── SUPPLIED DATA
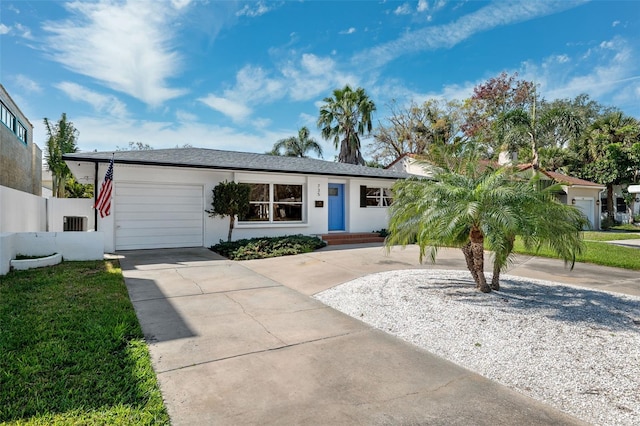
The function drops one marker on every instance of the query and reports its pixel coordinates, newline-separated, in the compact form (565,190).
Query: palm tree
(344,118)
(297,146)
(467,211)
(541,221)
(62,138)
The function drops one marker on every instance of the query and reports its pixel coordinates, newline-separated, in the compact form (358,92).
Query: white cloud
(238,111)
(302,79)
(26,84)
(446,36)
(254,10)
(605,72)
(180,4)
(185,117)
(105,134)
(125,45)
(105,104)
(403,9)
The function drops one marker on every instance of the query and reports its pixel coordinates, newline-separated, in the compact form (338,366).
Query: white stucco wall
(366,219)
(21,211)
(315,221)
(58,208)
(71,245)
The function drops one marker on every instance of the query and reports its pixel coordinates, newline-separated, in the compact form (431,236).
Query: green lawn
(71,349)
(610,236)
(597,252)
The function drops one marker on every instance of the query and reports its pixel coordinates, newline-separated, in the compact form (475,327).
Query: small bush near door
(261,248)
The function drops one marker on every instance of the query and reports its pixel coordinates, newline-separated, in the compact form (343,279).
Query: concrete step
(352,238)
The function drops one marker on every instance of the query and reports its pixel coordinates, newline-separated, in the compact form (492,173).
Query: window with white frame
(374,196)
(9,120)
(275,203)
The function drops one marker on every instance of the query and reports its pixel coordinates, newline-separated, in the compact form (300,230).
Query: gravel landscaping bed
(576,349)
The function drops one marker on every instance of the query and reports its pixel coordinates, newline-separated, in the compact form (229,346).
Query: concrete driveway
(243,343)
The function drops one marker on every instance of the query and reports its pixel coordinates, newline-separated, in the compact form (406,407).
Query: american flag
(103,203)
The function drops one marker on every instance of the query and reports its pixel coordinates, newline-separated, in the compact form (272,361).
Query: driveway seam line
(292,345)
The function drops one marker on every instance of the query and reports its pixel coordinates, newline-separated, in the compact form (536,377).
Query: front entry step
(352,238)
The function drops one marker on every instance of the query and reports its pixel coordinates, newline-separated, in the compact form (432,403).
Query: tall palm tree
(467,211)
(344,117)
(62,137)
(297,146)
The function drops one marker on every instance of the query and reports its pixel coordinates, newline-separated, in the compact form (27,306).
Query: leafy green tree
(62,139)
(78,190)
(230,199)
(413,129)
(344,118)
(520,124)
(297,146)
(490,101)
(469,210)
(137,146)
(606,154)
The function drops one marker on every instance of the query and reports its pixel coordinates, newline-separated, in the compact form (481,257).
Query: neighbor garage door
(158,216)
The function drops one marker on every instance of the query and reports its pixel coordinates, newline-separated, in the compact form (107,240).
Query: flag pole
(95,197)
────
• [EXERCISE INSTRUCTIONS]: A verbatim copy of every entry is wanted; the pictures stay out of it.

• [SOLUTION TO THE PROBLEM]:
The function drops one marker on every instance of the query and reports its pixel coordinates, newline-separated, in the compact form (565,190).
Query: palm tree
(344,118)
(297,146)
(467,211)
(541,221)
(62,138)
The function drops one marker on every instance of the query and reports its pixel coordinates, newline-separated, in the compact form (358,92).
Query: white cloud
(238,111)
(302,79)
(26,84)
(446,36)
(254,10)
(605,72)
(180,4)
(185,117)
(105,134)
(125,45)
(105,104)
(403,9)
The function drops one marker on every instance of the query and reports its pixel coordinates, newline-separated, in the compact form (338,366).
Query: white stucco wall
(366,219)
(21,211)
(315,221)
(58,208)
(71,245)
The function drops one marker on every instance of the query and reports its pixel coordinates, newline-separated, in the compact form (431,236).
Query: green lawn
(71,349)
(610,236)
(597,252)
The function drops one marker on every instance of the query and reports its pixel coordinates, newline-separated, in the compact form (475,327).
Query: small bush near door
(261,248)
The function drops one marker on every instance of the query and reports its pixel coordinates, newline-separated, in the compact form (343,279).
Query: concrete step
(352,238)
The function drops one marker on every instance of the query and reports its pixel coordinates, newline-separated, in the compact form (492,173).
Query: window with white frame
(374,196)
(9,120)
(275,203)
The function drops one marker on every instance of the query and reports its pixel coordinates, newline-separated, in the compact form (300,230).
Query: gravel landscaping bed
(576,349)
The function drops one marker on every instance of the query and reports its pixel coordinates, newline-separated, in the compact form (229,346).
Query: concrete driveway
(243,343)
The function drops one marker on every instance of the query and reports its pixel coordinates, newline-separated, in the compact form (406,407).
Query: american flag
(103,203)
The function drops one marker on every instance of the query and reports its pixel coordinates, newline-separated, in the compact form (272,361).
Query: driveway seam line
(292,345)
The function drops one marker on every instance of the query and reports its pixel coordinates, newline-separated, in the compact form (536,377).
Query: front entry step
(352,238)
The function drops one marker on every instance of the query and reports its pixel coordinates, newline-separated, in the compact form (432,403).
Query: tall palm tree
(467,211)
(344,117)
(62,137)
(297,146)
The function drops one marker on every instance of the query and reports its pixel coordinates, newline-separated, in the compact form (27,306).
Query: leafy green tree
(62,139)
(78,190)
(230,199)
(413,129)
(344,118)
(520,124)
(297,146)
(490,101)
(469,210)
(137,146)
(606,154)
The function drops one marker on every instance of the query and reports its pixel coordinates, newline-separated, in the compact form (481,257).
Query: neighbor garage door
(158,216)
The function drops one marker on every instance of the query and reports its pixel coordinates, newline-separated, in the compact form (107,240).
Query: flag pole
(95,197)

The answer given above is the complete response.